O que sabemos sobre a matéria já é suficiente para demonstrar que a hipótese contrária (de um mundo eterno, não criado) é a possibilidade mais verdadeira e, portanto, mais relevante ao pensar filosófico. Mas ainda estamos presos ao paradigma linear, arraigado à causalidade de modo histórico. Quem consegue se ver corrigindo Aristóteles? Ou os epistemólogos modernos com seu arsenal de argumentos logicamente perfeitos e exemplos estranhos acerca de qualquer teoria de conhecimento? Não é a toa que se tem paradoxos em muitas de suas avaliações, como a causação retroativa ou os conceitos de tempo como sucessão de fenômenos e não linear[1].

### REGISTROS DO CONJUNTO
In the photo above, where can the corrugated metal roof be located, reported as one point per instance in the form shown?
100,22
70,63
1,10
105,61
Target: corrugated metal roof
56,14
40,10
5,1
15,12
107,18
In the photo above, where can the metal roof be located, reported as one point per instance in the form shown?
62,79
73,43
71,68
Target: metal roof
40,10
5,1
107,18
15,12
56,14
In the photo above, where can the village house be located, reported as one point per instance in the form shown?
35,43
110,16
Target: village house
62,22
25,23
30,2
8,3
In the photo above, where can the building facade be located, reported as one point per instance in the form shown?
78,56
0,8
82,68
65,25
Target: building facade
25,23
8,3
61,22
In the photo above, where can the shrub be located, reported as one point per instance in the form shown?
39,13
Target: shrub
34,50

==

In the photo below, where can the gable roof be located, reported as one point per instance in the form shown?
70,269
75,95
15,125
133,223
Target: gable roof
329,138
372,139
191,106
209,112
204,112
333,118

--

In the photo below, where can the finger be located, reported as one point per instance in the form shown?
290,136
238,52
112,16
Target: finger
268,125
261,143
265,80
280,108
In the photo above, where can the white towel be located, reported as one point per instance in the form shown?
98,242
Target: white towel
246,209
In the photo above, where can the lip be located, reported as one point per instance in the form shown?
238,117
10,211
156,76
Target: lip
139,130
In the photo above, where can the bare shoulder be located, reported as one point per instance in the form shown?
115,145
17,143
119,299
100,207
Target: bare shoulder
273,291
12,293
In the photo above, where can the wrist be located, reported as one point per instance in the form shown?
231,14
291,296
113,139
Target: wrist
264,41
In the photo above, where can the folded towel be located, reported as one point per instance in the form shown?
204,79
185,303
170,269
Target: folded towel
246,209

### TAREFAS PROPOSTAS
a: Transcreva o trecho da página de "O que sabemos" a "e não linear[1].".
b: Responda com base na página:
(i) Qual hipótese o texto considera a possibilidade mais verdadeira?
(ii) A que paradigma o texto diz que ainda estamos presos?
(iii) Que paradoxo é citado antes dos conceitos de tempo?

### RESPOSTAS EM ORDEM
a:
O que sabemos sobre a matéria já é suficiente para demonstrar que a hipótese contrária (de um mundo eterno, não criado) é a possibilidade mais verdadeira e, portanto, mais relevante ao pensar filosófico. Mas ainda estamos presos ao paradigma linear, arraigado à causalidade de modo histórico. Quem consegue se ver corrigindo Aristóteles? Ou os epistemólogos modernos com seu arsenal de argumentos logicamente perfeitos e exemplos estranhos acerca de qualquer teoria de conhecimento? Não é a toa que se tem paradoxos em muitas de suas avaliações, como a causação retroativa ou os conceitos de tempo como sucessão de fenômenos e não linear[1].

b:
(i) A de um mundo eterno, não criado.
(ii) Ao paradigma linear, arraigado à causalidade de modo histórico.
(iii) A causação retroativa.